Stone tool discovery suggests very first humans were inventors

They look like simple stones, but they were state of the art tools millions of years ago, made with great skill and precison

The very first humans millions of years ago may have been inventors, according to a discovery in northwest Kenya.

Researchers have found that the primitive humans who lived 2.75 million years ago at an archaeological site called Namorotukunan used stone tools continuously for 300,000 years.

Evidence previously suggested that early human tool use was sporadic: randomly developed and quickly forgotten.

The Namorotukunan find is the first to show that the technology was passed down through thousands of generations.

According to Prof David Braun, of George Washington University, in Washington DC, who led the research, this find, published in the journal Nature Communications, provides incredibly strong evidence for a radical shake-up in our understanding of human evolution.

[Recorded data]
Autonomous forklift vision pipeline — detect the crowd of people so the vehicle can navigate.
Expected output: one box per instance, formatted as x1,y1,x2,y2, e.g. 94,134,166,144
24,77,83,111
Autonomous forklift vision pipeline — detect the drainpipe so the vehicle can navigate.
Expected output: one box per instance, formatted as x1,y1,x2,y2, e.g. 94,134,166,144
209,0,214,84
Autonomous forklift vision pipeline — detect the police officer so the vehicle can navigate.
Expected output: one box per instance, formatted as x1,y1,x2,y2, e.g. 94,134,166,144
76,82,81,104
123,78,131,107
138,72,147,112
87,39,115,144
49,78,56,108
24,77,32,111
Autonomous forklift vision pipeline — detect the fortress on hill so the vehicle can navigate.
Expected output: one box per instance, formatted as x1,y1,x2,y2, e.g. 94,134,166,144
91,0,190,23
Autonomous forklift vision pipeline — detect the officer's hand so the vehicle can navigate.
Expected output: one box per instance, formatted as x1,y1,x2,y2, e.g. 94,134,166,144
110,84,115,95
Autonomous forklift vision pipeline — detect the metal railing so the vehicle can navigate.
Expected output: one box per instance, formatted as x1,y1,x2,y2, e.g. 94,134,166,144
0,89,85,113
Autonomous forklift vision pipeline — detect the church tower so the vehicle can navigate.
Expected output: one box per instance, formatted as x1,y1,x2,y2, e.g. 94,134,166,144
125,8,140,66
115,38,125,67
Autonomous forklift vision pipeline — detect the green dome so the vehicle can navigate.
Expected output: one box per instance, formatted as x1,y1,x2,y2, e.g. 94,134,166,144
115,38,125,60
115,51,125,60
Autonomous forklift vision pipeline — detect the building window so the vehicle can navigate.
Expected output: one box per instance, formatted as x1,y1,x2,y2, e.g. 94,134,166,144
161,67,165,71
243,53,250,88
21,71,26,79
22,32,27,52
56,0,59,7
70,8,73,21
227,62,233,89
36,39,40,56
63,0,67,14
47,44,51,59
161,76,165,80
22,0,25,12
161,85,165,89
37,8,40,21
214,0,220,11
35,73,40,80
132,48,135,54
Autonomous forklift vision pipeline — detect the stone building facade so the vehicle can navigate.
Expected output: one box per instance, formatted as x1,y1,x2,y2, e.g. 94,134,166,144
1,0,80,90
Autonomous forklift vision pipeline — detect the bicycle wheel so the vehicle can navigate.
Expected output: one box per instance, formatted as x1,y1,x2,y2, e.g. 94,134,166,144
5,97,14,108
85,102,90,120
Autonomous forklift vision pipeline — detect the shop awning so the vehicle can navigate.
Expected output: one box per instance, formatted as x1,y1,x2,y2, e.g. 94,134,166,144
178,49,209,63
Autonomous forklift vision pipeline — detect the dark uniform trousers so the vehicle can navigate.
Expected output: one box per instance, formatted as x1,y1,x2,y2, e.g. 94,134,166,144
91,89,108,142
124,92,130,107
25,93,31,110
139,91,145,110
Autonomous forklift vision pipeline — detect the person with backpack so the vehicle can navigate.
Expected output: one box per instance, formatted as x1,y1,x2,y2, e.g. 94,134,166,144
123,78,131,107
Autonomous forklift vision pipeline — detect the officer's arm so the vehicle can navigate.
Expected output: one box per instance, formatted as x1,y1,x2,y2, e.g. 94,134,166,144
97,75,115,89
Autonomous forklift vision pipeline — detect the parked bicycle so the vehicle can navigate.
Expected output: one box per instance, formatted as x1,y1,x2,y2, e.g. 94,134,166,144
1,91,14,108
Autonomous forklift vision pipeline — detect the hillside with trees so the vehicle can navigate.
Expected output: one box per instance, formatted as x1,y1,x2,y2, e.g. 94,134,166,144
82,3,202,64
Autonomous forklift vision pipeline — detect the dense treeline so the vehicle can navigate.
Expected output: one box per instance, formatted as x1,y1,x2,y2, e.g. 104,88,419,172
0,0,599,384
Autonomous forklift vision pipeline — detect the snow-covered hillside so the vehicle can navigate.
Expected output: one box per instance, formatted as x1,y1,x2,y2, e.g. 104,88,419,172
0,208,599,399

## Tasks to complete
#1 Answer these questions about the stone tool article:
(a) For how long did the early humans at Namorotukunan use stone tools without interruption?
(b) In which journal was the research published?
(c) At which university does Prof David Braun work?
#2 Write the next paragraph of the article on the stone tool discovery in Kenya, picking up after its final sentence.
The listing was taken from a separate source.

## Final results
#1
(a) For 300,000 years.
(b) Nature Communications.
(c) George Washington University, in Washington DC.

#2
"We thought that tool use could have been a flash in the pan and then disappeared. When we see 300,000 years of the same thing, that's just not possible," he said.

"This is a long continuity of behaviour. That tool use in (humans and human ancestors) is probably much earlier and more continuous than we thought it was."

The stone tools were so sharp that the researchers could cut their fingers on some of them

Archaeologists spent ten years at Namorotukunan uncovering 1,300 sharp flakes, hammerstones, and stone cores, each made by carefully striking rocks gathered from riverbeds. These are made using a technology known as Oldowan and is the first widespread stone tool-making method.